── RECORD EXTRACTS

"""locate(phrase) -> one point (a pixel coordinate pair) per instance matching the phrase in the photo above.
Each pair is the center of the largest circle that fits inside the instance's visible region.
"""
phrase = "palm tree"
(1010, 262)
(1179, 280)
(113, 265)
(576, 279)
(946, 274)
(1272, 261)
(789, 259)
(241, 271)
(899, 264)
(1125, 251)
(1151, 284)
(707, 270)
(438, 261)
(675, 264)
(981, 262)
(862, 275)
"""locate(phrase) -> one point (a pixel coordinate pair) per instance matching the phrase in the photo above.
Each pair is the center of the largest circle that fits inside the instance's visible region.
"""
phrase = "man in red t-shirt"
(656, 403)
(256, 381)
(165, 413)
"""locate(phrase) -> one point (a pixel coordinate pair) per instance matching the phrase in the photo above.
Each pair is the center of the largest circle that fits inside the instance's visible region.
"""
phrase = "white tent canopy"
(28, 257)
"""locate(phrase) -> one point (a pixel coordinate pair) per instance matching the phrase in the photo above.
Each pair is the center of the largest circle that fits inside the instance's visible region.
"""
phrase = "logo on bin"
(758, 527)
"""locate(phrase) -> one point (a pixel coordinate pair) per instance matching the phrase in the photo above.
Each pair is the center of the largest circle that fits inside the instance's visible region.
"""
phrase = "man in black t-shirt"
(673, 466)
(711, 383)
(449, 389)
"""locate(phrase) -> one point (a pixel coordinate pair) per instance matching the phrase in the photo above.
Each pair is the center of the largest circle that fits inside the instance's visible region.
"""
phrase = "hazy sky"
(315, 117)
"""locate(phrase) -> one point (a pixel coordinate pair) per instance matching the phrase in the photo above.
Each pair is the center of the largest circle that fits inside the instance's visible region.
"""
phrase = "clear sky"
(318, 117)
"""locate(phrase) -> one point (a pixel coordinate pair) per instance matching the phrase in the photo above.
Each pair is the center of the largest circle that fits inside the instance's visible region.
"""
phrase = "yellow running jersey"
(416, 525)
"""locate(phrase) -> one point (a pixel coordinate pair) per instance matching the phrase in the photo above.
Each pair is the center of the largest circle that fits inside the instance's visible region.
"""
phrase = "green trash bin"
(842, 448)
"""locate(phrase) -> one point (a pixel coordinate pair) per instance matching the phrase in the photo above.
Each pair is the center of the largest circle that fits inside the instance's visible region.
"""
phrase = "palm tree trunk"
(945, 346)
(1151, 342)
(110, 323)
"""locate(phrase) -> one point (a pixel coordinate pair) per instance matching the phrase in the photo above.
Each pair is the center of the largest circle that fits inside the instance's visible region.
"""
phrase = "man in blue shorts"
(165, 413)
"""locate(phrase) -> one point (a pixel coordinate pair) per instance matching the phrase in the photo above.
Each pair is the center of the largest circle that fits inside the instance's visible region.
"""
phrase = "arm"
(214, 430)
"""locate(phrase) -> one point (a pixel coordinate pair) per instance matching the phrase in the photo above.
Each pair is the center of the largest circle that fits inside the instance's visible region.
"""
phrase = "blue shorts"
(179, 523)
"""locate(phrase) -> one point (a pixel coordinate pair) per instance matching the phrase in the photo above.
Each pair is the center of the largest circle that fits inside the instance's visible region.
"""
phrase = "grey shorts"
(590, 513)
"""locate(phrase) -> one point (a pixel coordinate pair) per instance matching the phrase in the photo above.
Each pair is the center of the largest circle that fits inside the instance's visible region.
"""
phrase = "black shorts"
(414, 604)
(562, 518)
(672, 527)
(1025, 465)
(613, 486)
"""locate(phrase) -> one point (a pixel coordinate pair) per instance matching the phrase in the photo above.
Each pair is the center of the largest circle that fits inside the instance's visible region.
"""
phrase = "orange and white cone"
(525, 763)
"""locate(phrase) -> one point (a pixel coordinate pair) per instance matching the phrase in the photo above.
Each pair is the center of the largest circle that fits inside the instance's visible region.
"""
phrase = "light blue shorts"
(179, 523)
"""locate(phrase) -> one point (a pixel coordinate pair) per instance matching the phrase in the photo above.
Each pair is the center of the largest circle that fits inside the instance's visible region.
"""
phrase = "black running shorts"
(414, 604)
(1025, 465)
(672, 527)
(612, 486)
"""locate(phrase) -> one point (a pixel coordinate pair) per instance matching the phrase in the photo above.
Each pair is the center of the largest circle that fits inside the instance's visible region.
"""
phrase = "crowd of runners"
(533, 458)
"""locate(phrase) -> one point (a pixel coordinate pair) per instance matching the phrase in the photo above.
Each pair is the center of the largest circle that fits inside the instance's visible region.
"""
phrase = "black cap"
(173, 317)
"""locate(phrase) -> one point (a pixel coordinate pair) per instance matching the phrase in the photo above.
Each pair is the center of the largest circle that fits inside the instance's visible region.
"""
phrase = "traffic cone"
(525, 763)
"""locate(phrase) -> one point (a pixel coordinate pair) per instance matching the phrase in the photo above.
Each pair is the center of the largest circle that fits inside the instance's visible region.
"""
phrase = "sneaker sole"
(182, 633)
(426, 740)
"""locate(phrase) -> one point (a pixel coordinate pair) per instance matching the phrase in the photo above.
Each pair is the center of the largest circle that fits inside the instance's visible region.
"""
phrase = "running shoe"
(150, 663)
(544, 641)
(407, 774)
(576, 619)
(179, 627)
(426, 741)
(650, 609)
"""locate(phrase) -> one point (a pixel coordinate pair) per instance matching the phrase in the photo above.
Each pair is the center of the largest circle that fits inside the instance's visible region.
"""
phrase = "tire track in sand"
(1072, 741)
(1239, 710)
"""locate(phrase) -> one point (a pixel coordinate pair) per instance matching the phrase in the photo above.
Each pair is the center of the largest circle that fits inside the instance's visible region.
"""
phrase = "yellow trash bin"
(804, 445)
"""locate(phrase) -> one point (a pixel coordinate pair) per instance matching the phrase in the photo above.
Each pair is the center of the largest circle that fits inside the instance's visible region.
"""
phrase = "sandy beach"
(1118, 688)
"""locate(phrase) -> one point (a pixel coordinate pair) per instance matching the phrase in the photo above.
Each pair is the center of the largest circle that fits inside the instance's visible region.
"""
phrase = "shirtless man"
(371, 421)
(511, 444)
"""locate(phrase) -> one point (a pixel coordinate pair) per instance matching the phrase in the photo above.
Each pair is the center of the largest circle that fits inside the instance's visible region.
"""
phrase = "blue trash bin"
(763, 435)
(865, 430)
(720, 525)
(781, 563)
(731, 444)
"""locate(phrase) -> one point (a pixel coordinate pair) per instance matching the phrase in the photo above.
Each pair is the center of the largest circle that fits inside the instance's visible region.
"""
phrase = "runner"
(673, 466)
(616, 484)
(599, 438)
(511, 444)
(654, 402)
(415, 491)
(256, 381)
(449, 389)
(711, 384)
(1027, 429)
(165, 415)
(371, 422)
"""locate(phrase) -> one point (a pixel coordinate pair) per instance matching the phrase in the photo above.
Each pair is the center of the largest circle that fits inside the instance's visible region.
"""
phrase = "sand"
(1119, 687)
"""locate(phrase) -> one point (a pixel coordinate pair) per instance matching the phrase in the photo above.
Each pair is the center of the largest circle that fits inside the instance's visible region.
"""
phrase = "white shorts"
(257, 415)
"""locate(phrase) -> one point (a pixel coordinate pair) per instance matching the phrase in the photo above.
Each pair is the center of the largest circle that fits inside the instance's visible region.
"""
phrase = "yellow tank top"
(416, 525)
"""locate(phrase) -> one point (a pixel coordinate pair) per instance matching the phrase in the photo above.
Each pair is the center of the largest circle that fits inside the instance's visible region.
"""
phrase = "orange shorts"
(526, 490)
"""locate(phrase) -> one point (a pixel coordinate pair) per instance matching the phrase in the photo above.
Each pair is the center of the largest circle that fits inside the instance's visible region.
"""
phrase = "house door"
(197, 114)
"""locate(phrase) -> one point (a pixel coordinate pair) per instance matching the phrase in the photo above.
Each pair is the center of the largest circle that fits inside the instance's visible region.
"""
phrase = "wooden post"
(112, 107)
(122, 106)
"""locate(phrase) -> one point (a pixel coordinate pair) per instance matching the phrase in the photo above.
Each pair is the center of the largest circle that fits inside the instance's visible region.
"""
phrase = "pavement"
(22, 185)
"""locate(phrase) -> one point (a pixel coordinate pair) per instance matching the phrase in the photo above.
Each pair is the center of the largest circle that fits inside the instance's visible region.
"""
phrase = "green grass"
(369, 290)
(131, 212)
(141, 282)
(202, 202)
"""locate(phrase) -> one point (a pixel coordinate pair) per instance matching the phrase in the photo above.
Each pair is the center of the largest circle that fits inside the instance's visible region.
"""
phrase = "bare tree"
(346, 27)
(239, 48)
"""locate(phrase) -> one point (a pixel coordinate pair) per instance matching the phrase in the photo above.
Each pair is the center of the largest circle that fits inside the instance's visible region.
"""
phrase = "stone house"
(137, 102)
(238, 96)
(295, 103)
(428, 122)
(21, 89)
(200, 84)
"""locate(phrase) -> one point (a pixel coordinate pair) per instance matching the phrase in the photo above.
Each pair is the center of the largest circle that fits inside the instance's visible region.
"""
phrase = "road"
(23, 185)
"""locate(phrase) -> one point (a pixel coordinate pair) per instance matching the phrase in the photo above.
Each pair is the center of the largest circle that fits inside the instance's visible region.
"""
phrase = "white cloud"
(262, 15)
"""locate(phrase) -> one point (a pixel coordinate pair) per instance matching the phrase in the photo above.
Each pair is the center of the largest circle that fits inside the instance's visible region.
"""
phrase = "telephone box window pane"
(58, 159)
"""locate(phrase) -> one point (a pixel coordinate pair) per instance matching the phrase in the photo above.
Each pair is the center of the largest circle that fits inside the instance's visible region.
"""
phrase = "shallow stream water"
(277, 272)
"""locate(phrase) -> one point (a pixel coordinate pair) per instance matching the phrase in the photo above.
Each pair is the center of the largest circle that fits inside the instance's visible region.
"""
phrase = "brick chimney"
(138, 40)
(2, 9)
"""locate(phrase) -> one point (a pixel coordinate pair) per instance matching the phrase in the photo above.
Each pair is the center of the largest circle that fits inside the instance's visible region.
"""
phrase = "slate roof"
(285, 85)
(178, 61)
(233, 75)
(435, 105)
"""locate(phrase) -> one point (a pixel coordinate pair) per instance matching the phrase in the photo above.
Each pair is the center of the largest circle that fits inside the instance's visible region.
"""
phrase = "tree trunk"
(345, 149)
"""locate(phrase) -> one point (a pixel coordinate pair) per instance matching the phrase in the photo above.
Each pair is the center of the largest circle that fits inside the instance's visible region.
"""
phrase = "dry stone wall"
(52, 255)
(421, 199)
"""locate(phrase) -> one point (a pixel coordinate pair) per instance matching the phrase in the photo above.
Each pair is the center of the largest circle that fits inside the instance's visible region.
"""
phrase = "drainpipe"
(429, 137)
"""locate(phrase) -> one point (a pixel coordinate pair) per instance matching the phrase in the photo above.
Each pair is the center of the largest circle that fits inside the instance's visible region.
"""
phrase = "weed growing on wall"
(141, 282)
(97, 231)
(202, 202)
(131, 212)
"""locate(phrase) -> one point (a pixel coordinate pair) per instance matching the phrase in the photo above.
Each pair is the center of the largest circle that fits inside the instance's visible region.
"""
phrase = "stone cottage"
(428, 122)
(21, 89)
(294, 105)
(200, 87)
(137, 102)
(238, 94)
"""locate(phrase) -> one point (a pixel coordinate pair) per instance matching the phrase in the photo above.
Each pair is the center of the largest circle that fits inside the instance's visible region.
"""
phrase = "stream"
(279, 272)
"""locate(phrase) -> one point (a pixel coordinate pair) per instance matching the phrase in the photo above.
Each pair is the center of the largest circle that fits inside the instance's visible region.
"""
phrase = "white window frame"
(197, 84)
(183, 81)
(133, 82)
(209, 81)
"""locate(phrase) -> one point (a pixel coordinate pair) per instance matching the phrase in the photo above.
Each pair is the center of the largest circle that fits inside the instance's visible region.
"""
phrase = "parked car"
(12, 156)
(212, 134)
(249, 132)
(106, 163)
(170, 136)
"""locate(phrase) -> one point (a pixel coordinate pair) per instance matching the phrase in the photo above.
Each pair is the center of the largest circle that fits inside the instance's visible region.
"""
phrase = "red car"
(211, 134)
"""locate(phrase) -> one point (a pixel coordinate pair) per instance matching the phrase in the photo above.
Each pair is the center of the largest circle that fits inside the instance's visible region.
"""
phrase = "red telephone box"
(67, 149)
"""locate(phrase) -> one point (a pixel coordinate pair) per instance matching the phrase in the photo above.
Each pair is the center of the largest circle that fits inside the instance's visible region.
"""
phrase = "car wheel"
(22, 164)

────

Reproduce the rows above verbatim, starting at their first line and ending with the line containing "(1151, 284)", both included.

EXERCISE OUTPUT.
"""locate(phrase) -> one point (a pixel coordinate pair) per instance matching the phrase in the photo above.
Each pair is the center of the largest circle that fits inside the instance's visible region.
"""
phrase = "palm tree"
(1010, 262)
(1179, 280)
(113, 265)
(576, 279)
(946, 274)
(1272, 261)
(789, 259)
(241, 271)
(899, 264)
(1125, 251)
(1151, 284)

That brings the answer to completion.